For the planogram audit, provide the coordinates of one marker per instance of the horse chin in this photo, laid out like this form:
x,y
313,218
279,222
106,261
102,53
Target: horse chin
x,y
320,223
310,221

________________________________________

Copy every row above word for word.

ANSWER TO THE EXERCISE:
For the planogram audit, provide the coordinates of one marker per instance of the horse chin in this photo, laid out like this form:
x,y
313,218
279,222
106,261
102,53
Target: horse chin
x,y
320,223
310,221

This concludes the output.